PROBLEM STATEMENT: Please reproduce exactly the line that carries "of the dark" and all remaining lines through the last line of the data, and write nothing else.

Source data:
+--
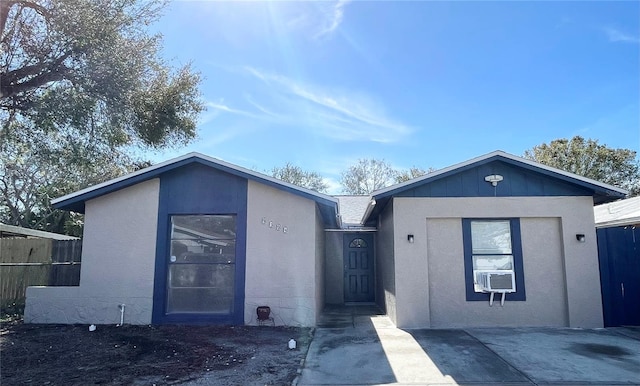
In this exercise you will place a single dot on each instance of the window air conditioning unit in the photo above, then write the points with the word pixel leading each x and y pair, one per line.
pixel 497 281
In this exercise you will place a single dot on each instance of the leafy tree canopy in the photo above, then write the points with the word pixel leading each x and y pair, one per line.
pixel 366 176
pixel 588 158
pixel 295 175
pixel 411 173
pixel 82 89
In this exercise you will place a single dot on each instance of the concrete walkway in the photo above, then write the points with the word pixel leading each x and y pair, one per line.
pixel 358 346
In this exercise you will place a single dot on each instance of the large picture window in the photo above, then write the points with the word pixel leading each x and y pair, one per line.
pixel 202 264
pixel 492 246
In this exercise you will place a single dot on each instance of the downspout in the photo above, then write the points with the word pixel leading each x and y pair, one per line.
pixel 121 307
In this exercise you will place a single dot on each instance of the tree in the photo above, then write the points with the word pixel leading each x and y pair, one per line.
pixel 295 175
pixel 411 173
pixel 588 158
pixel 82 89
pixel 366 176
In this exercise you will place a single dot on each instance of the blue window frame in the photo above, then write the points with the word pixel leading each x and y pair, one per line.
pixel 493 244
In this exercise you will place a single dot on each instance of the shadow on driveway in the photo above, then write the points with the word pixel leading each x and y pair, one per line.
pixel 356 348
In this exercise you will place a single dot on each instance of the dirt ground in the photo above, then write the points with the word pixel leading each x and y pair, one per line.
pixel 149 355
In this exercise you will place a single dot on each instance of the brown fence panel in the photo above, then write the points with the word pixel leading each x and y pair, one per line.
pixel 33 262
pixel 23 263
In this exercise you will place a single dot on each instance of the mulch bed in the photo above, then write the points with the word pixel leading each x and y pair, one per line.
pixel 72 355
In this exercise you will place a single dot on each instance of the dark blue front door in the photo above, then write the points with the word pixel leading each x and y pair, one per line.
pixel 619 254
pixel 358 268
+--
ANSWER FOR THE TASK:
In this exercise you will place a single dot on each instance of the dark blue front door in the photo above, then write the points with the word pixel leading each x and y pair, one per line.
pixel 619 254
pixel 358 268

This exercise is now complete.